[Saved entries]
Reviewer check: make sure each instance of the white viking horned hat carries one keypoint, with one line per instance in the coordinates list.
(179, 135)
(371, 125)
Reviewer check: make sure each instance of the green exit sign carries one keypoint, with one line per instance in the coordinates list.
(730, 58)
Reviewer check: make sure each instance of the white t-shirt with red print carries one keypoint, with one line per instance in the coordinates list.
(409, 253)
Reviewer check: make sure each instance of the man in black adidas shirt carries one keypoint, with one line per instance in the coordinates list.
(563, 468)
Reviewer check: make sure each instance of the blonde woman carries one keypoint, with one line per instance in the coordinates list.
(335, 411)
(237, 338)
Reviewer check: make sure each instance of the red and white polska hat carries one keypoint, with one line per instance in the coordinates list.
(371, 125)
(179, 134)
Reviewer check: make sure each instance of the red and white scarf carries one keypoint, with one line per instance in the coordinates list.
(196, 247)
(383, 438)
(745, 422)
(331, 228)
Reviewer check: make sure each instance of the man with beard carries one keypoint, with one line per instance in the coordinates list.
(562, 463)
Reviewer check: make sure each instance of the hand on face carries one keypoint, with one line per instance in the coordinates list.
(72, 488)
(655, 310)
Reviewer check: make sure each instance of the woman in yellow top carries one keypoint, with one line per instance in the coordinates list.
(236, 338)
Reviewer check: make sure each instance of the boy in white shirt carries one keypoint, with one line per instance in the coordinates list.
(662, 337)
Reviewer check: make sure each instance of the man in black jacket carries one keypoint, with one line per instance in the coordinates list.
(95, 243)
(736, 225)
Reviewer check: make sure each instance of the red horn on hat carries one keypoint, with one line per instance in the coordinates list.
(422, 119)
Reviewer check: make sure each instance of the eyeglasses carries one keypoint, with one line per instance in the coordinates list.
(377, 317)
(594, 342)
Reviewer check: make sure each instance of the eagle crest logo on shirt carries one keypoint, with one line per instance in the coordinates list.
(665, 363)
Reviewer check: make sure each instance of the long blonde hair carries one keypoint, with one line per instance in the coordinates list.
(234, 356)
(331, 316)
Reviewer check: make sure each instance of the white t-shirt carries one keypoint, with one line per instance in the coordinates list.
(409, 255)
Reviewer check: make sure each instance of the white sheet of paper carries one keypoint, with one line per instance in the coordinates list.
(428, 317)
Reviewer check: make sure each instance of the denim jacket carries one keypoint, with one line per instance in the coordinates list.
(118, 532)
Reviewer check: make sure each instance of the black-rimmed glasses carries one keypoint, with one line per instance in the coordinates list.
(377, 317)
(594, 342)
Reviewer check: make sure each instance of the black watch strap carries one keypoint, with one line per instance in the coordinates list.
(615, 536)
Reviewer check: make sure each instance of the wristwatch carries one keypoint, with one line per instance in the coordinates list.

## The problem:
All entries must be repeated verbatim.

## Exercise response:
Reviewer check: make sure each instance of the white viking horned hat carries one keypoint, with one line per instance in the coordinates list.
(179, 135)
(371, 125)
Reviewer check: make sure each instance of the green exit sign carries one keypoint, with one line per instance in the coordinates list.
(730, 58)
Reviewer check: make sure each instance of the white t-shirt with red print carries one keypoint, with one line per instance in the coordinates list.
(409, 253)
Reviewer check: make sure each instance of the man in black adidas shirt carries one keypoint, with one line per instance in the coordinates list.
(563, 468)
Reviewer check: make sure each instance of the blonde woman carries one keypoint, with one line per instance in the coordinates list.
(335, 411)
(237, 338)
Reviewer check: make sure each instance of the red and white polska hat carries one keypoint, with one line per instance in the coordinates list.
(371, 125)
(179, 134)
Reviewer check: make sure each instance of the red and white scarf carries one keypoint, with one line per instance in the coordinates list.
(196, 247)
(383, 438)
(745, 422)
(331, 228)
Reviewer check: make sure each instance of the man with beard carries one keypoint, with one line per instance in the coordinates list.
(562, 463)
Reviewer check: make sure each instance of the hand on face carries one keypoint, with one line per instance in the coordinates list.
(72, 488)
(655, 310)
Reviewer check: make sure each instance of the woman in yellow top carries one keypoint, with one line per instance in the coordinates list.
(236, 338)
Reviewer check: make sure each instance of the boy in white shirt carries one keypoint, with one line per instance in the coordinates list.
(662, 337)
Reviewer check: make sure each instance of the man in black jacket carries one keypoint, with one line per instance in the coordinates list.
(95, 243)
(736, 225)
Reviewer check: make sure each instance of the red horn on hat carries one keypoint, with one line per instance in the coordinates list.
(422, 119)
Reviewer check: make sure each instance of the eyeglasses carries one keypoint, with one line per instance in the coordinates list.
(377, 317)
(594, 342)
Reviewer check: make sure each instance of the eagle crest logo on shirt carries one keypoint, with one line per instance in the coordinates list.
(665, 363)
Reviewer check: make sure each instance of the long blonde hair carries one keypoint, with one line per instance in the coordinates list.
(234, 356)
(331, 316)
Reviewer check: make sure each instance of the white t-shirt carries one keypoint, with one line per instance in the coordinates list.
(409, 255)
Reviewer check: make sure each instance of the white sheet of paper carries one keypoint, with one line per instance in the coordinates list.
(428, 317)
Reviewer check: make sure each instance of the denim jacket carries one keypoint, with one line per instance in the coordinates list.
(118, 532)
Reviewer check: make sure each instance of the black-rimmed glasses carries one keypoint, with one line per instance in the coordinates list.
(377, 317)
(594, 342)
Reviewer check: make sure each instance of the black watch strap carries one keypoint, with one line per instance in the coordinates list.
(615, 536)
Reviewer check: make sure each instance of the wristwatch carries one keypoint, with one line per instance in the coordinates list.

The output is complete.